▶ _INSTRUCTIONS FOR THE TASK_
Find the line that contains "like (87, 98).". Repeat that line and all lines following it, exactly, through the end of the listing below.

::: SOURCE MATERIAL

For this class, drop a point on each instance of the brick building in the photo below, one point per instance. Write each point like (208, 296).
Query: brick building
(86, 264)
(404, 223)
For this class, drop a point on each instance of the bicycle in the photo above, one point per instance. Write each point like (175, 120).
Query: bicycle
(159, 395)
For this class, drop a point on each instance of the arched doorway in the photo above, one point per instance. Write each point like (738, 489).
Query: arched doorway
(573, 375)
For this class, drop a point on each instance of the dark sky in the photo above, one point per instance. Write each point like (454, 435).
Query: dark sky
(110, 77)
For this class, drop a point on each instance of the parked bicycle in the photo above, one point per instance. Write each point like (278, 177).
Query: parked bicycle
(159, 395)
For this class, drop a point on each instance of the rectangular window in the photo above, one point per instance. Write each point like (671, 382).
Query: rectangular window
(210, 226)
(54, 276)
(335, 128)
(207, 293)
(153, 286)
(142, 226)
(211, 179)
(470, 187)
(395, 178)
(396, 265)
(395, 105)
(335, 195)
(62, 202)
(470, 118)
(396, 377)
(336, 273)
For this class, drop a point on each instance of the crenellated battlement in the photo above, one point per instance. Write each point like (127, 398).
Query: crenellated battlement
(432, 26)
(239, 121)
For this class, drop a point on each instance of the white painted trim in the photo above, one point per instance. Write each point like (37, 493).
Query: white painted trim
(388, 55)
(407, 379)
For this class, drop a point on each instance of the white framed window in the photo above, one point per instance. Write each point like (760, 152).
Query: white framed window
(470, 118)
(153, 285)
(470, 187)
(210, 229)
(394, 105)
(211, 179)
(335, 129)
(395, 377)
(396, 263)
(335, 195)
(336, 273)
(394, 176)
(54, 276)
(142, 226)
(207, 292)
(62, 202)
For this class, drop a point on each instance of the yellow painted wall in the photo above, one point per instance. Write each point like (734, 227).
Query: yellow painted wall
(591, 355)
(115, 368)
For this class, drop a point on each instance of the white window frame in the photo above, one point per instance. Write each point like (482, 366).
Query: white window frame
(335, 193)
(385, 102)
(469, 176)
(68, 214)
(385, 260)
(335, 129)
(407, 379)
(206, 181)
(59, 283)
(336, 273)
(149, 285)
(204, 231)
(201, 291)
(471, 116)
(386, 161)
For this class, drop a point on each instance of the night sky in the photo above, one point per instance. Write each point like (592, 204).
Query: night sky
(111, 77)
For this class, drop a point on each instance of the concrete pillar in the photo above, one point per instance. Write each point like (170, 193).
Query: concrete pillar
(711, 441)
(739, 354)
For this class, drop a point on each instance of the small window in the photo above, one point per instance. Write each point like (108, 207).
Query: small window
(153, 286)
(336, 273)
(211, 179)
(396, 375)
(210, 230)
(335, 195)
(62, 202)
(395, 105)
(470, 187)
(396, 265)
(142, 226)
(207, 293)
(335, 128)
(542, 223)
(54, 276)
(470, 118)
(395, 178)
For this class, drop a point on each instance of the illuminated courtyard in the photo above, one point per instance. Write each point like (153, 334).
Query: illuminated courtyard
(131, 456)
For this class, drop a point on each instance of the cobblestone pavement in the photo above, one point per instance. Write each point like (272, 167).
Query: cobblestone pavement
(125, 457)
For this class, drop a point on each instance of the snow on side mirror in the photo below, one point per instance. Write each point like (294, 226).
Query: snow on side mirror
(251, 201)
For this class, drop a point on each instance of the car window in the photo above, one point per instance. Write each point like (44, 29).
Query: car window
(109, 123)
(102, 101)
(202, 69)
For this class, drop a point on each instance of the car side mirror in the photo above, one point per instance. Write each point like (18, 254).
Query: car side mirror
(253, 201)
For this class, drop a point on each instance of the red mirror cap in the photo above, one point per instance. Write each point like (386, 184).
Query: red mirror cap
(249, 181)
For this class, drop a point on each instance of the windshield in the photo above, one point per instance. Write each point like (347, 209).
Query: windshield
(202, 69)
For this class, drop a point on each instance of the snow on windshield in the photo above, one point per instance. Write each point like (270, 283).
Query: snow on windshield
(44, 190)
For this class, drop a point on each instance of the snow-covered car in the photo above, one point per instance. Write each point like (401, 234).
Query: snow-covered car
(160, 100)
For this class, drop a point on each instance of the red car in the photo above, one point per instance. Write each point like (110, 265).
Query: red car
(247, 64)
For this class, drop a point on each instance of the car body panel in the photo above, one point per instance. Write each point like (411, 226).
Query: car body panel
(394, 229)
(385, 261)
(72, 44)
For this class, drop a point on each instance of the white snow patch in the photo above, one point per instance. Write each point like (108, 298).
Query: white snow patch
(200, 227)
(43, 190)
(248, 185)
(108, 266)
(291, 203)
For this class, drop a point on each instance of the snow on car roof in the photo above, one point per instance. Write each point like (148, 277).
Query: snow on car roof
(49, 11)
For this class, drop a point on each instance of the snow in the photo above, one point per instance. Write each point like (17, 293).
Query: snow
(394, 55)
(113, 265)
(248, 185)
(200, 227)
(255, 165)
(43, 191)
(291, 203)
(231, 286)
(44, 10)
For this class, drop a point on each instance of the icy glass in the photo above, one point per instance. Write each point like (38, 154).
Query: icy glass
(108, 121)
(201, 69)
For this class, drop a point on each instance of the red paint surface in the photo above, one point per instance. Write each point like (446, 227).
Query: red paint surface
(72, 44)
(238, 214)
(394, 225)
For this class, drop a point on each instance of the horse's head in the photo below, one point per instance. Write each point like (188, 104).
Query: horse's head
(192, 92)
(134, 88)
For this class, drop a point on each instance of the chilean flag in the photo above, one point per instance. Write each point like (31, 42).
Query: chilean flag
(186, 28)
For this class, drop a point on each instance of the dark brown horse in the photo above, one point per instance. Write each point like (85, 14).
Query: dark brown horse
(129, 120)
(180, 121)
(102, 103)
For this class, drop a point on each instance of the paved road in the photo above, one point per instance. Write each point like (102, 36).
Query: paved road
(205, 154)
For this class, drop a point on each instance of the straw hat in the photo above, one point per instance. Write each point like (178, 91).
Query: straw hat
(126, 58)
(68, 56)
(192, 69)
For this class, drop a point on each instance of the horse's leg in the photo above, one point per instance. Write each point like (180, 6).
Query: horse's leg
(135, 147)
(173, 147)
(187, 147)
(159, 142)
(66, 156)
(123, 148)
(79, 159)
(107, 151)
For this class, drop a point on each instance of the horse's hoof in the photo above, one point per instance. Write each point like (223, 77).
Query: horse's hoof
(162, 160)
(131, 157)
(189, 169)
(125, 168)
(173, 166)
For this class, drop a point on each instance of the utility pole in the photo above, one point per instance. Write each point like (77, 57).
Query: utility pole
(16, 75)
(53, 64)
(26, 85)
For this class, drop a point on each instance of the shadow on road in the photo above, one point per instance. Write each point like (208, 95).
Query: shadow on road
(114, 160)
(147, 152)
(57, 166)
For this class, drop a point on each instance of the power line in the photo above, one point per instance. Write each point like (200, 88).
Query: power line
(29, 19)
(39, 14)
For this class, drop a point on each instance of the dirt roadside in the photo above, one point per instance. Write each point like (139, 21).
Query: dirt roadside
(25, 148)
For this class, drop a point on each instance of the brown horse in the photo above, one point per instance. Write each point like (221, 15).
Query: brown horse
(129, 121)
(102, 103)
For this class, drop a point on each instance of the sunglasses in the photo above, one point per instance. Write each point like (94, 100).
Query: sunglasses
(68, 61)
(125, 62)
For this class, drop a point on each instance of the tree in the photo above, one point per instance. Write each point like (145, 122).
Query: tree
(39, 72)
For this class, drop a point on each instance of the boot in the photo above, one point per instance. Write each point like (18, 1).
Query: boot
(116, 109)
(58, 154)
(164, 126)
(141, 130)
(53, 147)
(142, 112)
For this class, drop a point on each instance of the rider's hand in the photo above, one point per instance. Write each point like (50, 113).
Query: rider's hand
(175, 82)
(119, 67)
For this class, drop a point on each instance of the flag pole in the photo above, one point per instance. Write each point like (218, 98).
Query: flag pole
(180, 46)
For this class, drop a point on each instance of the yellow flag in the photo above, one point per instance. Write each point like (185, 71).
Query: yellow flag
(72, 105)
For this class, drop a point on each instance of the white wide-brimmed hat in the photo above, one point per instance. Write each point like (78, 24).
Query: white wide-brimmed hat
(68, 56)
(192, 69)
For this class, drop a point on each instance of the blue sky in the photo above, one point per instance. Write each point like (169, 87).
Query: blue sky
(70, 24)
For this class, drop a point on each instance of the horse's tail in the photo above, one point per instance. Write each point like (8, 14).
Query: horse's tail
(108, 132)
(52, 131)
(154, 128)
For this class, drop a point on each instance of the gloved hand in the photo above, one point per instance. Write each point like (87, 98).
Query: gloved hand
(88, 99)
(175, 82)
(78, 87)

::::::

▶ _ANSWER SECTION_
For this class, drop a point on each instance of the gloved hand in the photo above, one point per instance. Write each point like (87, 98).
Query: gloved hand
(88, 99)
(175, 82)
(78, 87)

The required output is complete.